_EXERCISE TASK_: Your task is to give the data again, exactly, with every line intact.

_EXTRACTED RECORDS_:
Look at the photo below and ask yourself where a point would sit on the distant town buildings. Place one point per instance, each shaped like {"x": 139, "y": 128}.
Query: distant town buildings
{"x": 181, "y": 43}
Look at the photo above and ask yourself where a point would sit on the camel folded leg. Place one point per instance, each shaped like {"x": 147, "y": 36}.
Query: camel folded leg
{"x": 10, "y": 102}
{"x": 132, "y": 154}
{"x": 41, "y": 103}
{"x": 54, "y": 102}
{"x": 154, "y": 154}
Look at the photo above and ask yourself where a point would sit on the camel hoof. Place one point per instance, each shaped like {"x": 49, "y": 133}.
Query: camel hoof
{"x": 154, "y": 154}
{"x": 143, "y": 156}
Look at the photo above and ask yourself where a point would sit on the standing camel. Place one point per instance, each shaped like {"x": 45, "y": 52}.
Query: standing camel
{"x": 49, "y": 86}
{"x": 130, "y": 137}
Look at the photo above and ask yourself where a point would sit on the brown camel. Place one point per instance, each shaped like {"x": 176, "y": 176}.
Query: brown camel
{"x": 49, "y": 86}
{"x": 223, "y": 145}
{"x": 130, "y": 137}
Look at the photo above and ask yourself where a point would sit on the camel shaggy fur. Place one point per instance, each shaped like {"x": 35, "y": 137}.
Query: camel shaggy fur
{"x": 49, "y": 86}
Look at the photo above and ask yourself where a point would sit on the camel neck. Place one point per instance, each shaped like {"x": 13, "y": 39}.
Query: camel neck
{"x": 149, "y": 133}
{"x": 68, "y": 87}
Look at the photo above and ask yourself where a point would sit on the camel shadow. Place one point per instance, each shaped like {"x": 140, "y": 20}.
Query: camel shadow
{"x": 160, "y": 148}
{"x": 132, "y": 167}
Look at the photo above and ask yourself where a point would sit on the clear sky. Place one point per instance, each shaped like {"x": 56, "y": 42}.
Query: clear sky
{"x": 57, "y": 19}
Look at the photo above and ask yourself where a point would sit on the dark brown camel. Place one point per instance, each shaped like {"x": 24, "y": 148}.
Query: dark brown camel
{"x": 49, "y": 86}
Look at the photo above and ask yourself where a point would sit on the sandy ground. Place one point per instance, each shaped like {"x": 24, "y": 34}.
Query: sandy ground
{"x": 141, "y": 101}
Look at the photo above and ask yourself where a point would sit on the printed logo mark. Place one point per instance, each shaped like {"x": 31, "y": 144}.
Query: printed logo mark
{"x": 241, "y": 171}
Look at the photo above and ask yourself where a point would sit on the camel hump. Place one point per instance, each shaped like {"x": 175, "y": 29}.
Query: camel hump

_RESULT FOR THIS TASK_:
Look at the photo below and ask yourself where a point would sit on the distant town buildings. Place one point per instance, each shaped like {"x": 139, "y": 128}.
Query: distant town buildings
{"x": 181, "y": 43}
Look at the photo above and ask yourself where a point would sit on the camel folded leg. Place one point per instance, each shaped like {"x": 147, "y": 36}.
Query: camel folded leg
{"x": 10, "y": 102}
{"x": 132, "y": 154}
{"x": 41, "y": 103}
{"x": 54, "y": 102}
{"x": 154, "y": 154}
Look at the photo above and ask yourself where a point would sit on the camel hoof. Place one point per instance, each shaped like {"x": 49, "y": 133}.
Query: camel hoof
{"x": 154, "y": 154}
{"x": 143, "y": 156}
Look at the photo above and ask yourself where a point would sit on the standing camel. Place one point per instance, each shaped like {"x": 45, "y": 52}.
Query: standing camel
{"x": 49, "y": 86}
{"x": 130, "y": 137}
Look at the photo above and ask yourself where a point would sit on the brown camel. Place one point per instance, each shaped like {"x": 176, "y": 176}.
Query: brown camel
{"x": 49, "y": 86}
{"x": 223, "y": 145}
{"x": 130, "y": 137}
Look at the photo above and ask yourself where a point would sit on the camel shaggy fur. Place one point per instance, each shaped like {"x": 35, "y": 137}.
Query: camel shaggy fur
{"x": 49, "y": 86}
Look at the photo above and ask yourself where a point would sit on the camel neck. Place one point per instance, each shaped like {"x": 13, "y": 39}.
Query: camel neck
{"x": 149, "y": 133}
{"x": 68, "y": 87}
Look at the photo above and ask yourself where a point would sit on the camel shadow. Place one point per instance, each shaped like {"x": 140, "y": 20}.
Query: camel shadow
{"x": 160, "y": 148}
{"x": 132, "y": 167}
Look at the photo above and ask yourself where a point would sit on the clear sky. Place one point per instance, each shaped like {"x": 56, "y": 42}.
Query: clear sky
{"x": 57, "y": 19}
Look at the photo above and ask yourself where a point would sit on the dark brown camel. Place one point per instance, each shaped like {"x": 24, "y": 148}.
Query: dark brown camel
{"x": 49, "y": 86}
Look at the photo above and ask yourself where a point would sit on the sandy ground. Place one point per instance, each shaped like {"x": 24, "y": 34}.
Query: sandy ground
{"x": 141, "y": 101}
Look at the photo above and ask yourself where a point would sit on the printed logo mark. Place one point per instance, each shaped like {"x": 31, "y": 144}.
Query: printed logo mark
{"x": 241, "y": 171}
Look at the photo above and ask yourself where a point would sit on the camel hump. Place one point per instance, each shaped like {"x": 175, "y": 29}.
Query: camel hump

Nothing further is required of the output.